* Description of the task *
Count the lines below with the string "exact" in them. Only the number should be given.

Start of Task input

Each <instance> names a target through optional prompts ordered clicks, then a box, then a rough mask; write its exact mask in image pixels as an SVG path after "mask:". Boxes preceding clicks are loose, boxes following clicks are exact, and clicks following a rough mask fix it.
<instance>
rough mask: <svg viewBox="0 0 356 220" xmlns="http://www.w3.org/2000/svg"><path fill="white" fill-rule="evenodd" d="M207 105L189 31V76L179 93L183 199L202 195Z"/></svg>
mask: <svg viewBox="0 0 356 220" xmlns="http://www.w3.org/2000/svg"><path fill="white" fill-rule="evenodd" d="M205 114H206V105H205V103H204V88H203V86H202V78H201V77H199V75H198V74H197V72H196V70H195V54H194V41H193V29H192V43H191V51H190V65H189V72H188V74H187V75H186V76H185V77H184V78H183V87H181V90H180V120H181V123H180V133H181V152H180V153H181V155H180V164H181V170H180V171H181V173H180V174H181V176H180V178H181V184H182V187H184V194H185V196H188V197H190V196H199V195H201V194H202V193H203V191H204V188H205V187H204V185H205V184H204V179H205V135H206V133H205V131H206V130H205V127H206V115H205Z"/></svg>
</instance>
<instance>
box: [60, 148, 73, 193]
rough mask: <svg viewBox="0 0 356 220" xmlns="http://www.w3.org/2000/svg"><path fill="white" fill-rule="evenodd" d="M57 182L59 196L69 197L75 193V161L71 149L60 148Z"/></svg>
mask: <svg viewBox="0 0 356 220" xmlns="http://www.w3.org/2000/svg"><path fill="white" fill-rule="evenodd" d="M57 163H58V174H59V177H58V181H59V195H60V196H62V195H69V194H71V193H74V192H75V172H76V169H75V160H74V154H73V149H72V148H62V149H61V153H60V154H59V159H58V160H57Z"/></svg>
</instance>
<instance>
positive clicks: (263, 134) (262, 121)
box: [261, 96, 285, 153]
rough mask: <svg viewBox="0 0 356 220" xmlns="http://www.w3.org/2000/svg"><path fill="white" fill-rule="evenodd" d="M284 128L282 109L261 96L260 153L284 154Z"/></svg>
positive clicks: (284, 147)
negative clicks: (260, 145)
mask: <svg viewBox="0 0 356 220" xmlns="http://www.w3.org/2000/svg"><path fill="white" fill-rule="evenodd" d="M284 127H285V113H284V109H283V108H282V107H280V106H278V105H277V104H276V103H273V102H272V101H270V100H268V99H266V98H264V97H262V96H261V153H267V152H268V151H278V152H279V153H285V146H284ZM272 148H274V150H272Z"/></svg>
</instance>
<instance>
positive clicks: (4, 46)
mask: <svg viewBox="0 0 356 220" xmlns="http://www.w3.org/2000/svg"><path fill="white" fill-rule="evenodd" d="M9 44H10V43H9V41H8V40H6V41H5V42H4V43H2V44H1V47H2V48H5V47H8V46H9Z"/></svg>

End of Task input
Start of Task input

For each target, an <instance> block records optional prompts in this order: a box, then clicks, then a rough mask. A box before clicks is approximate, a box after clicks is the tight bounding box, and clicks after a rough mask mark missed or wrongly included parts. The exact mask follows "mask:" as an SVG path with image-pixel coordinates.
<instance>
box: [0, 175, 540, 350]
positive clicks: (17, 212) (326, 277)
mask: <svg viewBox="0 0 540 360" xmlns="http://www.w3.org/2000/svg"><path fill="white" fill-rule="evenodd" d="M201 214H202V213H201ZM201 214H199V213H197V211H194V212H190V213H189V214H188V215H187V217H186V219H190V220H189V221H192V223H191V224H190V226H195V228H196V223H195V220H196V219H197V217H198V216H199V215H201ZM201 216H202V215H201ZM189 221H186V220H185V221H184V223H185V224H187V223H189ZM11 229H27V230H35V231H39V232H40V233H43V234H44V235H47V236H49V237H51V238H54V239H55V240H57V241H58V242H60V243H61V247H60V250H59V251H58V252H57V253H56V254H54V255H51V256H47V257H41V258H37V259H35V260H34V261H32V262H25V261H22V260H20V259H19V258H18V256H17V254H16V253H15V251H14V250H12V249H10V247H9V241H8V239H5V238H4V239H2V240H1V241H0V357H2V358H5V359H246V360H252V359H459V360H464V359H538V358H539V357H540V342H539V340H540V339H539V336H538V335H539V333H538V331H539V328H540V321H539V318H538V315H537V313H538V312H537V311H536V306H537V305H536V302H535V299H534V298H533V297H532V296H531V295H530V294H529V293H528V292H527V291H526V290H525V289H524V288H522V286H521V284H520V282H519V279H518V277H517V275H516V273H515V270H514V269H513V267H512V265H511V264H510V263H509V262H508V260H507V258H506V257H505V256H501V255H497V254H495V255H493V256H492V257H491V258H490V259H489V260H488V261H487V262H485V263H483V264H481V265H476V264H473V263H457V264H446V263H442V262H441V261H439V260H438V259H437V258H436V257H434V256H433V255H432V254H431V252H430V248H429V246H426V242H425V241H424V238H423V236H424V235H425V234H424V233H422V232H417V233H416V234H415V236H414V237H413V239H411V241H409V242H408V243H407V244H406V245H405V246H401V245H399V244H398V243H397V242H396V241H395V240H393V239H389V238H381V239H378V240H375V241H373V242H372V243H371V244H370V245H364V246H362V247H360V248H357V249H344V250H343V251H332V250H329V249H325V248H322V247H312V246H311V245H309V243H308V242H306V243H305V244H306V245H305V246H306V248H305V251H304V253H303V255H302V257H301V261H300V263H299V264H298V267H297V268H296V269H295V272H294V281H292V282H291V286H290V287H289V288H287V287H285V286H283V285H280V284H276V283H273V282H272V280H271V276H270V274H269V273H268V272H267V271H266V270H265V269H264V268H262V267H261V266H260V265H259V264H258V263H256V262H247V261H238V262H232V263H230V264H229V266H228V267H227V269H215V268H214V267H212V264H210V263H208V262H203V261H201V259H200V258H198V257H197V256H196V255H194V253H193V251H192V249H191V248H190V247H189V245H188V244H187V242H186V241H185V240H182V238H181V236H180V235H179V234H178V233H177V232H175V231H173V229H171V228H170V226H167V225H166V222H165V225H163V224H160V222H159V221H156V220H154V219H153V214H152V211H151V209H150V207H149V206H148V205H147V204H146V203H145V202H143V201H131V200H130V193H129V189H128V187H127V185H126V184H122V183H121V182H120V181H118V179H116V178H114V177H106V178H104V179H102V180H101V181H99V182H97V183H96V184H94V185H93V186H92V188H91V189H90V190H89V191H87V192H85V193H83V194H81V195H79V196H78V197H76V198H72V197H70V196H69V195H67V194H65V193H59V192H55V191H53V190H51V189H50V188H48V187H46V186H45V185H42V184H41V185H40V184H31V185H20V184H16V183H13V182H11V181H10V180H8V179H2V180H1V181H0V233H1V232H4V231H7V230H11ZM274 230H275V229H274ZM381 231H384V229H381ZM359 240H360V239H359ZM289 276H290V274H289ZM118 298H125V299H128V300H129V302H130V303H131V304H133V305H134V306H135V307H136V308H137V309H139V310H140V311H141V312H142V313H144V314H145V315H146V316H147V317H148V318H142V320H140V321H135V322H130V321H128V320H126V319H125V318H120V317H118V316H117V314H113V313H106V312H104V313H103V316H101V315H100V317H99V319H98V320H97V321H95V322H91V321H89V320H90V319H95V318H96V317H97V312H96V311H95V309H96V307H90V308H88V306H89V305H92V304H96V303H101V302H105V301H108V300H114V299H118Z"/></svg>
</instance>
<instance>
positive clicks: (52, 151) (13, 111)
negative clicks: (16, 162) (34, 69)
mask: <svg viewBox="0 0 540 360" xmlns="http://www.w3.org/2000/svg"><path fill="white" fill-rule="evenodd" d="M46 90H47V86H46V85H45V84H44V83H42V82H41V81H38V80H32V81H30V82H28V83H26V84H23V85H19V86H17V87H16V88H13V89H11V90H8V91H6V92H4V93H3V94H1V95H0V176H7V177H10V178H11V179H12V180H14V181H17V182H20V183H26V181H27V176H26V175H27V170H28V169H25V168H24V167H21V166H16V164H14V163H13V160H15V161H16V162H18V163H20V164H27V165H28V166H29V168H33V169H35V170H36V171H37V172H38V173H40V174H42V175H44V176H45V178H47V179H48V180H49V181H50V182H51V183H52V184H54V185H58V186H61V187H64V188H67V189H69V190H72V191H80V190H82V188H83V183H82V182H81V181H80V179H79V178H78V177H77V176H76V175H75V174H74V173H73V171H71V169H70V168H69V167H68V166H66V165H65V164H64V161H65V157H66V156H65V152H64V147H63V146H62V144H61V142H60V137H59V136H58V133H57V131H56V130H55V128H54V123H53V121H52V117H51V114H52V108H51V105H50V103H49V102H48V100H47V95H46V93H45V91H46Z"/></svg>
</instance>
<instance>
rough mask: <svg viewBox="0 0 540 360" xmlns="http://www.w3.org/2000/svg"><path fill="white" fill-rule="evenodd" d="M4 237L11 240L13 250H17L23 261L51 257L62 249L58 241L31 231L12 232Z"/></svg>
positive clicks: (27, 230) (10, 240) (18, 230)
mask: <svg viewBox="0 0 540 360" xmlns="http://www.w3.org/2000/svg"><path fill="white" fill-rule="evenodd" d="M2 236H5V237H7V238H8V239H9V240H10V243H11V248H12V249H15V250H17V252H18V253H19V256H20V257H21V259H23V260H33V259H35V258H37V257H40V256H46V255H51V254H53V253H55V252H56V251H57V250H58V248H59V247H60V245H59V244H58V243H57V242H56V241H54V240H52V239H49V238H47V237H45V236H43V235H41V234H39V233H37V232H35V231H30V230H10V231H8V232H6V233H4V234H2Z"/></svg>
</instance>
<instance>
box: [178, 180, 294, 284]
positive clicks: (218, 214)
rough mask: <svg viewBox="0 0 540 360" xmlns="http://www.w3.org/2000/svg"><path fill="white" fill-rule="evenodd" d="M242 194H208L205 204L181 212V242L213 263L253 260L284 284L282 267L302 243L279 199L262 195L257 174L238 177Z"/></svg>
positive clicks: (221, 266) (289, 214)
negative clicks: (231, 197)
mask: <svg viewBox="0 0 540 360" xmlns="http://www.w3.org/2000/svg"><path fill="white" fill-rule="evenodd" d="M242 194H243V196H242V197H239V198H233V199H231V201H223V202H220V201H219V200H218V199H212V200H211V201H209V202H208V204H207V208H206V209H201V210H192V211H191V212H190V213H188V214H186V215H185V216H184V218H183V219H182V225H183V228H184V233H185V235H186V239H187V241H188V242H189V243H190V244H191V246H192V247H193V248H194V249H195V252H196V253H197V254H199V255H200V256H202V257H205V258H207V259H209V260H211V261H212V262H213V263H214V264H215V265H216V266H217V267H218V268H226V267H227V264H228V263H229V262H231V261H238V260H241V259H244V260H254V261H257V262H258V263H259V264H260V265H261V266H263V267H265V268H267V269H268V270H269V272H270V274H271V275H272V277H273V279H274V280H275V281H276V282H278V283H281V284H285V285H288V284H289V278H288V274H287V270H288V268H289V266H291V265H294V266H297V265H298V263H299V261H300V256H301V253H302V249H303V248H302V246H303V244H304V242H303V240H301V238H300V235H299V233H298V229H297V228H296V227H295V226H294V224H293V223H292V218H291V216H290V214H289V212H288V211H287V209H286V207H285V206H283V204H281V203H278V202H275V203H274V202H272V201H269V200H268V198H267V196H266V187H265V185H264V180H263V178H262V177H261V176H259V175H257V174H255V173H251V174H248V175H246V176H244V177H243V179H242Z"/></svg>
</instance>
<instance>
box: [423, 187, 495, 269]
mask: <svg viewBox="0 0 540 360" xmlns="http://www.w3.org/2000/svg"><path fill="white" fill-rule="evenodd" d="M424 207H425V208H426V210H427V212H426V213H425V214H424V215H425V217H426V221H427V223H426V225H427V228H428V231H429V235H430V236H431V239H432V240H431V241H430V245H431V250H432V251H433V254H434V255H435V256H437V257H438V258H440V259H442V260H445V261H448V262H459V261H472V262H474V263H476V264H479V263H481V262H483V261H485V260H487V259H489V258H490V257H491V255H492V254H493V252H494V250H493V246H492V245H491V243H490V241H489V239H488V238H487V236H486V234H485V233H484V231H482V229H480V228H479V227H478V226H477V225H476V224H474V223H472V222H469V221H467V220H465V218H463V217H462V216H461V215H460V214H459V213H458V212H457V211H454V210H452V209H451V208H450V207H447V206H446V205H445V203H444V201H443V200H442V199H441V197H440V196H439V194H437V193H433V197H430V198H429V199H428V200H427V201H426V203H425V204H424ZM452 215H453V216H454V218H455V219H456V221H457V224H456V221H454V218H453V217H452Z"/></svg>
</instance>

End of Task input

* Solution to this problem *
2